● **Work instruction**: Could you show all lines in the entries below that contain the string "house"?

(Region pointing data)
-.-.-
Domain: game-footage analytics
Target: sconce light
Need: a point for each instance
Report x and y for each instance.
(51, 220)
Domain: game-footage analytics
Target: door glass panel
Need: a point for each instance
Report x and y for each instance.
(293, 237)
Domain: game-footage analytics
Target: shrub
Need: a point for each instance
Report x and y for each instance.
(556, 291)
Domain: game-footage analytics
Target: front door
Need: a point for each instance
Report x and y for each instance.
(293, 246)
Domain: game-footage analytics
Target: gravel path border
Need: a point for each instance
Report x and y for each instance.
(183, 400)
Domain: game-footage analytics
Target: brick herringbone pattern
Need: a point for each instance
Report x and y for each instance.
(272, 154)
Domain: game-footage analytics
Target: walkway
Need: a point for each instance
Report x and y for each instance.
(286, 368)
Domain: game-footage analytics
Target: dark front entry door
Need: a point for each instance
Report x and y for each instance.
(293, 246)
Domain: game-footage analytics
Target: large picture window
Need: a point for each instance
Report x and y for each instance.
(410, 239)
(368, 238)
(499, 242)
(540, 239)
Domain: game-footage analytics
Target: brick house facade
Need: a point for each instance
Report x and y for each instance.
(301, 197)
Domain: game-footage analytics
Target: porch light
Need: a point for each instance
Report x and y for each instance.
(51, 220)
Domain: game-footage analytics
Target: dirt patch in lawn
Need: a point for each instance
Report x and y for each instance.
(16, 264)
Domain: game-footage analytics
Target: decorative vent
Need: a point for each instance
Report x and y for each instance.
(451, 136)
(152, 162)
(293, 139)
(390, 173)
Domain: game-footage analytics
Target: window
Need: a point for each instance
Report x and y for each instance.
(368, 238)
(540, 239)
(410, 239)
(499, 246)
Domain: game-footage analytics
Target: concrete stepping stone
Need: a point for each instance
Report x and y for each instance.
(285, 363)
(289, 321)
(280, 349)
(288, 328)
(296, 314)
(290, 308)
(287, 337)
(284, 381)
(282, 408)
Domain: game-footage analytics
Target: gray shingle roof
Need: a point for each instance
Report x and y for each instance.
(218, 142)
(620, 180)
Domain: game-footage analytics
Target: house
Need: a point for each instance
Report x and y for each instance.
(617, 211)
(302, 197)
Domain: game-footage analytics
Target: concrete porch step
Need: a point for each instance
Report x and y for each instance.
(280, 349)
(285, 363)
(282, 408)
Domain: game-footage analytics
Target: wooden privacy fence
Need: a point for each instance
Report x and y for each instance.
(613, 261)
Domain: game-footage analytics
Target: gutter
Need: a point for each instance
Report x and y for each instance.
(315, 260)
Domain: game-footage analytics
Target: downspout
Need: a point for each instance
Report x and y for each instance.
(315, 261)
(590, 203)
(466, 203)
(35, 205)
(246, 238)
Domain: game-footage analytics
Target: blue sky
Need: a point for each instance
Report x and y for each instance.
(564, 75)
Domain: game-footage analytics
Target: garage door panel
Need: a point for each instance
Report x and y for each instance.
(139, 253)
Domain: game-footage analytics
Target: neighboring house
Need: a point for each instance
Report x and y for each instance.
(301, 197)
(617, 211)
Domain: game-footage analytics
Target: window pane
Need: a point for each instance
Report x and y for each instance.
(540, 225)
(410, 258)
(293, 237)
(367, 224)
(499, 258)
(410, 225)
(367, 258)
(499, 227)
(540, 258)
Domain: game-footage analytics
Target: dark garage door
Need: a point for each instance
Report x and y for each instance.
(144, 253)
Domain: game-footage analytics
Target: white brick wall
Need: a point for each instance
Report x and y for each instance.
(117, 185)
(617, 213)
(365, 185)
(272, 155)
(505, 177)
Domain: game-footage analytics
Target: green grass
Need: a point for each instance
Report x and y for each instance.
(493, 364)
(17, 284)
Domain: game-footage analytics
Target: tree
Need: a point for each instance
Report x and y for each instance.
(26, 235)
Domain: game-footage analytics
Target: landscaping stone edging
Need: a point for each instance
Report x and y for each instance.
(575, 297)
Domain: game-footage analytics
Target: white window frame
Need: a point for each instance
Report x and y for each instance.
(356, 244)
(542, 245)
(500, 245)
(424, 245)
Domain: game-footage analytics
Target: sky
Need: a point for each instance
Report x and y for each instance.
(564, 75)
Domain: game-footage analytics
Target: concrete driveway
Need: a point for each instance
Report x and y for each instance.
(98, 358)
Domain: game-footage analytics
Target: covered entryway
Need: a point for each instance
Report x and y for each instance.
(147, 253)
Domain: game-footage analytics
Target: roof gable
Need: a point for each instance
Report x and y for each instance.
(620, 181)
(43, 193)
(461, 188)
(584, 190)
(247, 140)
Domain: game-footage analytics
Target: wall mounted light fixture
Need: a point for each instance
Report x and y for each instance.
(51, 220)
-.-.-
● **Response to the task**:
Target: brick house facade
Target: house
Target: neighboring house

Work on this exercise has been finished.